[[ MATERIAL SHOWN open ]]
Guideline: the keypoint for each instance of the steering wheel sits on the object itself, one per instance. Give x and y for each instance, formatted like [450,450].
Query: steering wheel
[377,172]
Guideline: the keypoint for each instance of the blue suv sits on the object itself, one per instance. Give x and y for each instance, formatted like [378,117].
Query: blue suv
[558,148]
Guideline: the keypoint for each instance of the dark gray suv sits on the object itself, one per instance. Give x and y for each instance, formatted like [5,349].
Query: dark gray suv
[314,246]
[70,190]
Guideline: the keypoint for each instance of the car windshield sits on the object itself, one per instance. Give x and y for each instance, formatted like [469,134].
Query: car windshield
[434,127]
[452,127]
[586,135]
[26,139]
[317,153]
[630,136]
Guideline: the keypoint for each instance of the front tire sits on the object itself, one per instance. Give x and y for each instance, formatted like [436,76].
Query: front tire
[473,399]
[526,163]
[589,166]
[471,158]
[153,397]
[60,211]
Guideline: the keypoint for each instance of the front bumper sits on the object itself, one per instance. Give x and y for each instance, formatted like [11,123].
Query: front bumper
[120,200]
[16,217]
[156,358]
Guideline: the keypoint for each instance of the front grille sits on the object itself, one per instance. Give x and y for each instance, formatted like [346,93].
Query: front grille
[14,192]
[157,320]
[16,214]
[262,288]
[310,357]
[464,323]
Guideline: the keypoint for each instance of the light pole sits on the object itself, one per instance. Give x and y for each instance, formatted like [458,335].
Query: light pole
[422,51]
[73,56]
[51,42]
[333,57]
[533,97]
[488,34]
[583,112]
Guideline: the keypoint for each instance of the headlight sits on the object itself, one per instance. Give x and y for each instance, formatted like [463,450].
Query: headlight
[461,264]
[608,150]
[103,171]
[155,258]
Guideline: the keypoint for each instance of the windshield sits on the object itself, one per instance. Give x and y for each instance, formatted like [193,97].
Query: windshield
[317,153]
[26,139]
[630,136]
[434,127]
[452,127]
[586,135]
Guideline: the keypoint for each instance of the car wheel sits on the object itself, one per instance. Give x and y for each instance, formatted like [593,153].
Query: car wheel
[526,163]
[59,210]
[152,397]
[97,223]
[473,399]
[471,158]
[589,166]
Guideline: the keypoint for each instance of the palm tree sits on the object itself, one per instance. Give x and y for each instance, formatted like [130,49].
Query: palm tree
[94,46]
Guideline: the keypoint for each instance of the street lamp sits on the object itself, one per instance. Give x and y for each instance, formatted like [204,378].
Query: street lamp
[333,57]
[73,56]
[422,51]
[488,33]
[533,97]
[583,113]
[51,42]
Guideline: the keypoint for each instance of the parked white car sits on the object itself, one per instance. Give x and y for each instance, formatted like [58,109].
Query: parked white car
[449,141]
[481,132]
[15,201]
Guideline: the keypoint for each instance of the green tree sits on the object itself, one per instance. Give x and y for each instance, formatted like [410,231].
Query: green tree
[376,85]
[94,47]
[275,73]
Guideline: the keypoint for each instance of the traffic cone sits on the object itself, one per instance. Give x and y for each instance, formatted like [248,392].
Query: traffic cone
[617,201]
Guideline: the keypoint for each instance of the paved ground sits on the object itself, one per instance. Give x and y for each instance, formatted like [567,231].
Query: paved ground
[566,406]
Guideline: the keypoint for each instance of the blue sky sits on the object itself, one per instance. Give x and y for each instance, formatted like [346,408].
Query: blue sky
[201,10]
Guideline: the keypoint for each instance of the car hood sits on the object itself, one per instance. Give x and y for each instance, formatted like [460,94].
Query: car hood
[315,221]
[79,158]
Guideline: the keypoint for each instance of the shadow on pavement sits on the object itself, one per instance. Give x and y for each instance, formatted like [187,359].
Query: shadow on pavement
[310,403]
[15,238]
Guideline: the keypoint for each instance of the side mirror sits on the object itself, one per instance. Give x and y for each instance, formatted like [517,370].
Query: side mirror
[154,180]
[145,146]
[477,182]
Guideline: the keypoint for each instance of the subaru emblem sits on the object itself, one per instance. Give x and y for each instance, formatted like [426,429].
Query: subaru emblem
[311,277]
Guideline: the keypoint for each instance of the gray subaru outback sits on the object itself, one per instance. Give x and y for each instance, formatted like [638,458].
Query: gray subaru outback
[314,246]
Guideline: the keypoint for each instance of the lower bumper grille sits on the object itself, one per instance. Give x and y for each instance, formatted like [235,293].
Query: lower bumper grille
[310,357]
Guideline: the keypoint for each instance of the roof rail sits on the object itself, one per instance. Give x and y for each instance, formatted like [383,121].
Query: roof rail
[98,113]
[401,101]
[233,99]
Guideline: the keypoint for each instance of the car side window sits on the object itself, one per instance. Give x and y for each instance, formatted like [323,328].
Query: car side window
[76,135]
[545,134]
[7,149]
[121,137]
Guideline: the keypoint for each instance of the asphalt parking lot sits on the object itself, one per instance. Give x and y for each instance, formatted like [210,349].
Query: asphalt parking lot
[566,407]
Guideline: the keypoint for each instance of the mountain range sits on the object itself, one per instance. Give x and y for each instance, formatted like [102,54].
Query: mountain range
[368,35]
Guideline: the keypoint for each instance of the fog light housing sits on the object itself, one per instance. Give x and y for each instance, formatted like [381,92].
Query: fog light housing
[[ MATERIAL SHOWN closed ]]
◆ EXERCISE GOAL ◆
The answer should be an exact reproduction of all the entries.

◆ PROBLEM SOLUTION ◆
Guideline: the keypoint for each instance of the steering wheel sits on the object itself, one per instance. Give x and y for each instance, formatted like [450,450].
Query: steering wheel
[377,172]
Guideline: the keypoint for each instance of the blue suv sits on the object itself, one per instance. Give x and y for each instance, formatted like [378,117].
Query: blue suv
[558,148]
Guideline: the keypoint for each instance of the dark gray suv sits on the object itself, one per instance. Give x and y for each instance, formatted like [5,349].
Query: dark gray suv
[314,246]
[70,190]
Guideline: the keypoint for each instance of the car windshield sits on the object itself, one per instance. Give x and y for each instance, formatted like [469,134].
Query: car windshield
[434,127]
[452,127]
[586,135]
[26,139]
[317,153]
[630,136]
Guideline: the keypoint for each instance of the front tire sits on the object itself, one per instance. Give x and y for each instance, formatted like [436,76].
Query: front tire
[473,399]
[526,163]
[589,166]
[471,158]
[153,397]
[60,211]
Guideline: the keypoint for each instance of the front bumper sits on the object itself, one per instance. Give x and y for each instance, formatted like [11,123].
Query: front bumper
[120,200]
[16,217]
[156,358]
Guideline: the keypoint for each instance of the front grille sits on the object itself, one per instance. Give x and y for each instance, formatted like [346,93].
Query: front grille
[14,192]
[157,320]
[16,214]
[262,288]
[310,357]
[464,323]
Guideline: the keypoint for each instance of the light pole sits on the object itself, one per instance. Give x and y for each instance, formatted like [458,335].
Query: light pole
[422,51]
[73,56]
[51,42]
[333,57]
[533,97]
[488,34]
[583,112]
Guideline: the keypoint for each instance of the headlight sits on the object itself, one per instance. Give x and y for each instance, formatted like [463,450].
Query: headlight
[461,264]
[608,150]
[103,171]
[155,258]
Guideline: the keypoint for each instance of the windshield sits on the object itself, one per instance. Give x and y for each instance, formatted like [193,97].
Query: windshield
[317,153]
[26,139]
[630,136]
[434,127]
[452,127]
[586,135]
Guideline: the keypoint for each instance of the car wheel sits on the object itself, one per instance. Give x and y for each instance, formatted like [593,153].
Query: car wheel
[526,163]
[59,210]
[152,397]
[97,223]
[473,399]
[471,158]
[589,166]
Guideline: the keypoint for each instance of the palm tree sits on the object itself, one per instance. Give x and y for each instance, formatted like [130,49].
Query: palm tree
[94,46]
Guideline: the keypoint for each instance of the street lamp sits on the object itself, one per instance. Give x and y for each instance, formatted like [204,378].
Query: street lamp
[333,57]
[73,56]
[422,51]
[488,33]
[533,97]
[583,113]
[51,42]
Guideline: the keypoint for each instance of the parked white car sits on the object itself, one per instance. Give x and y for each instance, formatted like [58,109].
Query: parked white car
[449,141]
[481,132]
[15,201]
Guideline: the keypoint for each instance of the green tree sits on the object itself, one per instance. Give x and y for each instance, formatted like [410,231].
Query: green tree
[376,85]
[94,47]
[275,73]
Guideline: the keypoint for each instance of the traffic cone sits on the object itself, one per instance. Give x and y for each instance, formatted like [248,392].
Query: traffic cone
[617,201]
Guideline: the keypoint for each instance of the paved ground sits on the object itself, one per instance. Give x and y for each instance, formatted like [567,231].
Query: paved ground
[566,406]
Guideline: the keypoint for each instance of the blue sky sits on the object itself, one per instance. Give x and y for each instance, formatted like [346,408].
Query: blue sky
[201,10]
Guideline: the keypoint for each instance of the car hood sits on the object itself, one per instance. Give x and y for each instance, formatted like [460,94].
Query: car hood
[315,221]
[79,158]
Guideline: the keypoint for each instance of the shadow on pavement sits on the object itself, one per instance. Give x and y for each instance, formatted like [187,359].
Query: shadow on pavement
[310,403]
[15,238]
Guideline: the keypoint for each instance of the side mirror sits on the object itself, one per instance. Give x and y for each instance, formatted like [517,370].
Query: side mirror
[154,180]
[145,146]
[477,182]
Guideline: the keypoint for each instance of the subaru emblem sits on the object itself, one per instance. Give x and y for each instance, formatted like [426,429].
Query: subaru emblem
[311,277]
Guideline: the keypoint for each instance of the gray subaru outback sits on the object itself, one per instance. Give x and y for each instance, formatted like [638,458].
Query: gray subaru outback
[314,246]
Guideline: the keypoint for each instance of the lower bumper grille sits on the object itself, one per instance. Give x and y for each instance, formatted like [235,293].
Query: lower bumper grille
[310,357]
Guideline: the keypoint for each instance of the roof rail sits on the object itself, one per instance. Give x and y for each instance, formatted like [383,121].
Query: roof rail
[98,113]
[401,101]
[233,99]
Guideline: the keypoint for each instance of the car side window sits on the object itself, one per instance. Give x and y for each instance, formatted like [323,328].
Query: car side window
[76,135]
[545,134]
[7,149]
[121,137]
Guideline: the keypoint for each instance of the asphalt parking lot sits on the object itself, one per instance. Give x and y for each instance, formatted like [210,349].
Query: asphalt parking lot
[566,407]
Guideline: the keypoint for each instance of the mountain range sits on the object itself, one per instance. Give x and y for each instance, formatted like [102,54].
Query: mountain range
[368,35]
Guideline: the keypoint for each instance of the fog light housing sits on the object itself, one per instance. Give x and y for each instance, formatted like [381,92].
Query: fog light housing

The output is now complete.